● **STATED GOAL**:
Which lines in the data below contain the word "altar", with case counting? Copy each of those lines in full.

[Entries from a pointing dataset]

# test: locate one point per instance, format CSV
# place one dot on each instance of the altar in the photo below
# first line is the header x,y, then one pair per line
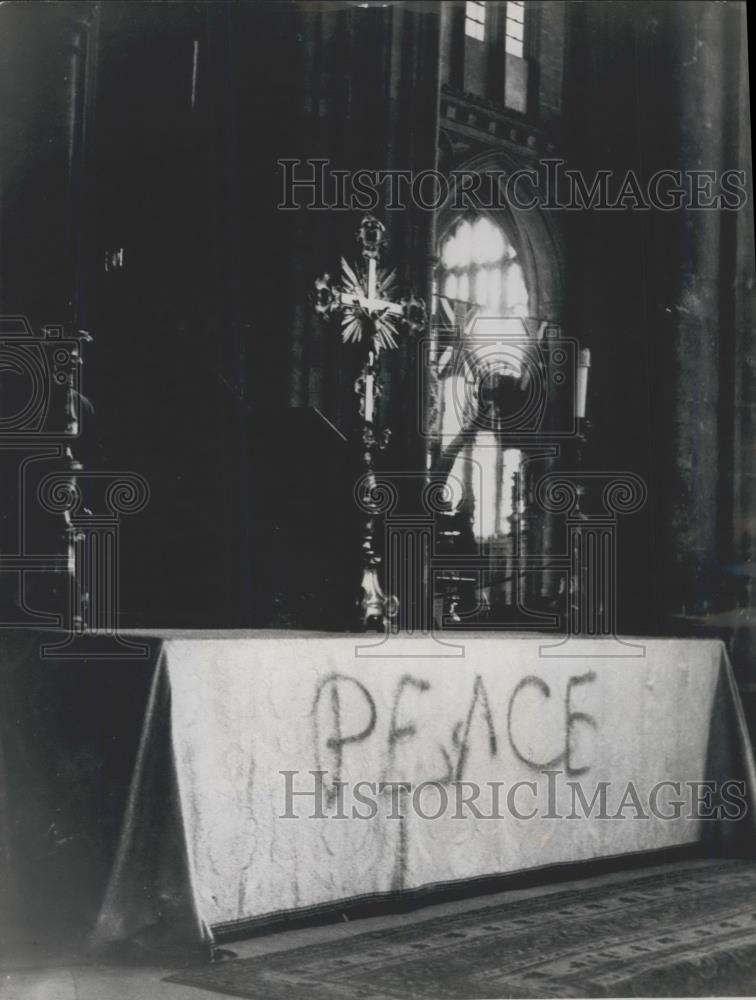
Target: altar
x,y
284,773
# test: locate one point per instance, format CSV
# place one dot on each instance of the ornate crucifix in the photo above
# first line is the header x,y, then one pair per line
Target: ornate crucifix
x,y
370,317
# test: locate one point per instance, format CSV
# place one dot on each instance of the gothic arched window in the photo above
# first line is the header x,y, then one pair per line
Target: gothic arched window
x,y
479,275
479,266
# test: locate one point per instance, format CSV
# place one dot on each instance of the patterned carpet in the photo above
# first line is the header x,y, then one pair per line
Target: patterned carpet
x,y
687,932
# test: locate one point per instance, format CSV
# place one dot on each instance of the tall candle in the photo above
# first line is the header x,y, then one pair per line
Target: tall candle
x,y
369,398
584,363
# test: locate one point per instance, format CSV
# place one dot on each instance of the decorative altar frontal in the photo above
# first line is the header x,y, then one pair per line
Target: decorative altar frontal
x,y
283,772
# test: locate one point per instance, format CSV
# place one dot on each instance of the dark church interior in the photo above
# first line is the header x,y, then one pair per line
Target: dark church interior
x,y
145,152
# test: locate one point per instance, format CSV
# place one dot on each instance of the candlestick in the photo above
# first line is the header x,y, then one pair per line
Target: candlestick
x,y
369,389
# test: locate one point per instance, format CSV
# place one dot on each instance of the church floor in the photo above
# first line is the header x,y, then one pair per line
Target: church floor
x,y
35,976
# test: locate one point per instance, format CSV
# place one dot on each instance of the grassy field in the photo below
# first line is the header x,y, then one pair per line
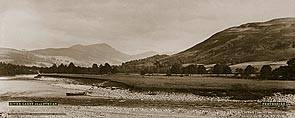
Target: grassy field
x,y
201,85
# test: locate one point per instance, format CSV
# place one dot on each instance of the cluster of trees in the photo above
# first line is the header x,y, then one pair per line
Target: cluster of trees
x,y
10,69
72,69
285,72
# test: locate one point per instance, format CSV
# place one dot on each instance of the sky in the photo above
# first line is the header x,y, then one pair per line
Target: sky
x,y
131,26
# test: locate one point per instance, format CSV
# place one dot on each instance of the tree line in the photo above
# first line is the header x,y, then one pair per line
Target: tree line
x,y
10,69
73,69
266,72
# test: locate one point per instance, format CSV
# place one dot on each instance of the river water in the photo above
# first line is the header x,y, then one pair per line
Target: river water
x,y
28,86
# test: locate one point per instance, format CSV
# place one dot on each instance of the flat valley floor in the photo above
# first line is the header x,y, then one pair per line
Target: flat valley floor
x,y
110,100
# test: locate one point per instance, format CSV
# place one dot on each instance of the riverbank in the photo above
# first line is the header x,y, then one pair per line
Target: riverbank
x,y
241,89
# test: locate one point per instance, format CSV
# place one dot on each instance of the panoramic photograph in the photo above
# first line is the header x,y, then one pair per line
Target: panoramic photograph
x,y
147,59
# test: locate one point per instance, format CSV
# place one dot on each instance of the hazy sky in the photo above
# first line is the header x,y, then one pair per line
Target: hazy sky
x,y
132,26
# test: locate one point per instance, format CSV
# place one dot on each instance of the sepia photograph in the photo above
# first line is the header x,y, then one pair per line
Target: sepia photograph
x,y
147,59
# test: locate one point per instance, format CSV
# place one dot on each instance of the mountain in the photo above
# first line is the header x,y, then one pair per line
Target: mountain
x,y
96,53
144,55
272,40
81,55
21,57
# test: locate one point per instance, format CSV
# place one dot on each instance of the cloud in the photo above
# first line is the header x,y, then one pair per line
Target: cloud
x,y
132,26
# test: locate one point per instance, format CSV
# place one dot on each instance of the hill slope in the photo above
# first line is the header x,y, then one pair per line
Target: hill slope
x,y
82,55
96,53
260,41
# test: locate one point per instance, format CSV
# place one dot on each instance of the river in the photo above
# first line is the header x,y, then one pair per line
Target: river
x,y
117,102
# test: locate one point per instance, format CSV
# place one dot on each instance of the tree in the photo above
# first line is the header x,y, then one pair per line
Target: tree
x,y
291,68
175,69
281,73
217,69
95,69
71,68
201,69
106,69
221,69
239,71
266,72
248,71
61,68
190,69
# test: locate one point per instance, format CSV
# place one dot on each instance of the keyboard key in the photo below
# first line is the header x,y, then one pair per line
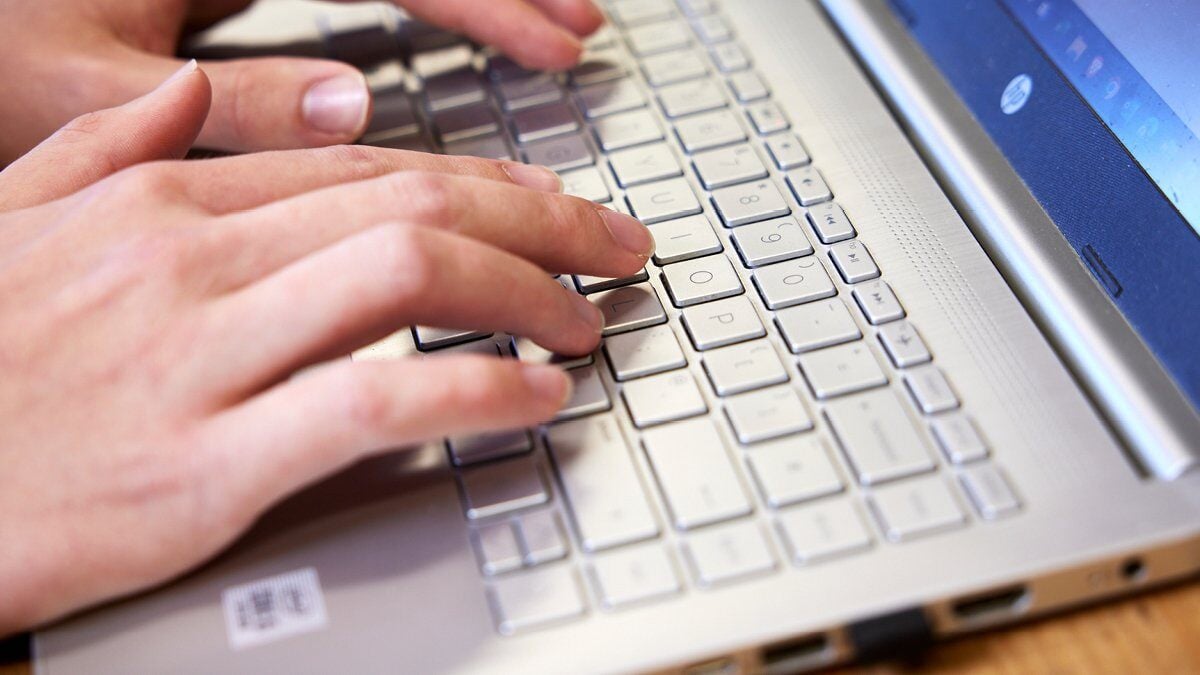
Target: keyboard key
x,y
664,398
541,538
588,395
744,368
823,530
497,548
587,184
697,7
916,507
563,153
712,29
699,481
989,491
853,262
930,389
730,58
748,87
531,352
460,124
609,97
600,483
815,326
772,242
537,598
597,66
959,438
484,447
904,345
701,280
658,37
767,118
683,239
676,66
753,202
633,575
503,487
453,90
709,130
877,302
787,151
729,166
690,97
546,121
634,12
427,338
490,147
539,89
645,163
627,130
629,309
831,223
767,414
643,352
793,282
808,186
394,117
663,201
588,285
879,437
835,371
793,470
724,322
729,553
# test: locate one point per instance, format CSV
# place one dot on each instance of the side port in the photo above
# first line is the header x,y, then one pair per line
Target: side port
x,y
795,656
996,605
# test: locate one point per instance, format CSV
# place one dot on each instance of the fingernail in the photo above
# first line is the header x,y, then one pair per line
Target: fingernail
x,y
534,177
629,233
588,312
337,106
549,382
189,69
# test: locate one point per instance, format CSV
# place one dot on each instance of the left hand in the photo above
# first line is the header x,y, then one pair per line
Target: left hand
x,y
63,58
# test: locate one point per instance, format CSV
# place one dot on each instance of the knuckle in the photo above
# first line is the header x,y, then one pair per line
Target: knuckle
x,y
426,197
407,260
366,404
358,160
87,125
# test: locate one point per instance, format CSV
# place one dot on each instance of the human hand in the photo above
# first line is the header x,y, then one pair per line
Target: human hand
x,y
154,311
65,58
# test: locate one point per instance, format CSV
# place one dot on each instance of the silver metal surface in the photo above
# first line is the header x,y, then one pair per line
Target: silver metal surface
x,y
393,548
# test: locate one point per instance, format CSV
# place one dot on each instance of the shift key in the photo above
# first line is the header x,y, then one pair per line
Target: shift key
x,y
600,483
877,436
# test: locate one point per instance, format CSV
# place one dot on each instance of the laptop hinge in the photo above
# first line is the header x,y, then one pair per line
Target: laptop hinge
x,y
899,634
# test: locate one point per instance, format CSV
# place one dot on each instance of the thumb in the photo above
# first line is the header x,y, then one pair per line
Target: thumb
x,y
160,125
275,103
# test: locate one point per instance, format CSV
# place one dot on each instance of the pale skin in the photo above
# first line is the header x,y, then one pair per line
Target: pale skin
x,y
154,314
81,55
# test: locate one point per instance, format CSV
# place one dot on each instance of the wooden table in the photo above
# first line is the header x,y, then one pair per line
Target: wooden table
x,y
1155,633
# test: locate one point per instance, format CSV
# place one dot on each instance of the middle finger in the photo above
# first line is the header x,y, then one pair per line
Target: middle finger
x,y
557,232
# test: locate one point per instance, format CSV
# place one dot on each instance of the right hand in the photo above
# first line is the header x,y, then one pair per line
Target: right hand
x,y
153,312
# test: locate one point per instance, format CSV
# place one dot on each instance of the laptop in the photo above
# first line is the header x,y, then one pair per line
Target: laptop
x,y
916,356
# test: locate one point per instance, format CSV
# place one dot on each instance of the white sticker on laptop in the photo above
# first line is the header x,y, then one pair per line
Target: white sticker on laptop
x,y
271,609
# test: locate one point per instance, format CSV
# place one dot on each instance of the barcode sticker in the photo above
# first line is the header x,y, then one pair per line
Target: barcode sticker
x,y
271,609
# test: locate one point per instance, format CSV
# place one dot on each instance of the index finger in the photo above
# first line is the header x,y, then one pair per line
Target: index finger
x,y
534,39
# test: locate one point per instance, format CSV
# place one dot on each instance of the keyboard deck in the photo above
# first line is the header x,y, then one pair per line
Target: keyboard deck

...

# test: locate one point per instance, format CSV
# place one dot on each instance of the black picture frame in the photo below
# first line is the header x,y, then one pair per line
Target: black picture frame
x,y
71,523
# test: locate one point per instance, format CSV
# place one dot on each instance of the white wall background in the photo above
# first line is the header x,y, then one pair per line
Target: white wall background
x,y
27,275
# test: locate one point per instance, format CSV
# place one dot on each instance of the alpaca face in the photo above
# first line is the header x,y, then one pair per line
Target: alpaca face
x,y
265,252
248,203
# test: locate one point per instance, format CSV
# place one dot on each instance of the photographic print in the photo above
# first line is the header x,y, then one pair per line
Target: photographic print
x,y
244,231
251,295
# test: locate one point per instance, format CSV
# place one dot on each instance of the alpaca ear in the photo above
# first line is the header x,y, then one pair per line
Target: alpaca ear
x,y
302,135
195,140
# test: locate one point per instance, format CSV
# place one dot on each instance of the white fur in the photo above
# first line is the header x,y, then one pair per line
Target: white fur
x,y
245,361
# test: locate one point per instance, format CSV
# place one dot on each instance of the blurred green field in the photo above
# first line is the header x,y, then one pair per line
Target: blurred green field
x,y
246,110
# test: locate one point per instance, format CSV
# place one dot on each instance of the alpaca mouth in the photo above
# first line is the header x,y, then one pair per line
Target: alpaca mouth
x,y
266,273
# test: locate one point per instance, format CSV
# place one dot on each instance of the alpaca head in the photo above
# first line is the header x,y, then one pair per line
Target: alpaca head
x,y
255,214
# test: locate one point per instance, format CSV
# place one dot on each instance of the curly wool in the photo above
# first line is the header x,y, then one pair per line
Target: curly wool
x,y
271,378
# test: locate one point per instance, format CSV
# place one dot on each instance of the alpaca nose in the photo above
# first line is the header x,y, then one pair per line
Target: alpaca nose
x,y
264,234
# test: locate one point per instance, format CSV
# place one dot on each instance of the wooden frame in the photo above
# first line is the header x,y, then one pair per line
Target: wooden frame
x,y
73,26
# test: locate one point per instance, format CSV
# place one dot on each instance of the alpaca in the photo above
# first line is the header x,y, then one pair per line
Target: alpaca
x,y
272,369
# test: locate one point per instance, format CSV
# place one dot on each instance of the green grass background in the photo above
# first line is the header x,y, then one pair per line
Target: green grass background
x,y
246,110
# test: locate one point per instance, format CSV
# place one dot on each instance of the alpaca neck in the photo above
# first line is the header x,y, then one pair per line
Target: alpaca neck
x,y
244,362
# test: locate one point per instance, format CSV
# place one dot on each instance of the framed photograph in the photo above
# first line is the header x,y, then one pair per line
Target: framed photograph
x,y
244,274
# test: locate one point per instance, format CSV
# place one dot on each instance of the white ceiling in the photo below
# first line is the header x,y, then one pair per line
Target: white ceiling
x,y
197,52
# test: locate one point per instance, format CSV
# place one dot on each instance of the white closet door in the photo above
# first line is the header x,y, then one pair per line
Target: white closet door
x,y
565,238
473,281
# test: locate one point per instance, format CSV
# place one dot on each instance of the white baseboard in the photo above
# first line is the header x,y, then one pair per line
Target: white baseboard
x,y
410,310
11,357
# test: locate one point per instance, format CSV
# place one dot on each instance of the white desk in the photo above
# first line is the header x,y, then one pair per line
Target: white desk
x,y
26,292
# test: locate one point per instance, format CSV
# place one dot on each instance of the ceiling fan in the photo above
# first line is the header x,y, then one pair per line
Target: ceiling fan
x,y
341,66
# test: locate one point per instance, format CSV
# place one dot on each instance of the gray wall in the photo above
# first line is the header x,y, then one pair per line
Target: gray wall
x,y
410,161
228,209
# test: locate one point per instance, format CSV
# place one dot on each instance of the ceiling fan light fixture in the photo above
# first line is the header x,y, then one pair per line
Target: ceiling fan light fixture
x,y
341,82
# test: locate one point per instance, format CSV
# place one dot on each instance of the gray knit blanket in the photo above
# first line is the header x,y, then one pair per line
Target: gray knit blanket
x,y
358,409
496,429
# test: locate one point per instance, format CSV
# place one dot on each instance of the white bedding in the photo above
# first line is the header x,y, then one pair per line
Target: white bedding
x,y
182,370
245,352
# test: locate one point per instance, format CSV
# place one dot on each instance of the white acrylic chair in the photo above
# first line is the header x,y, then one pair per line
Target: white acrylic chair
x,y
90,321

● **WRITTEN REPLY**:
# place one dot on each instance of the altar in the photo below
Target: altar
# place one dot on each instance of the decorative altar frontal in the photo above
Target: decorative altar frontal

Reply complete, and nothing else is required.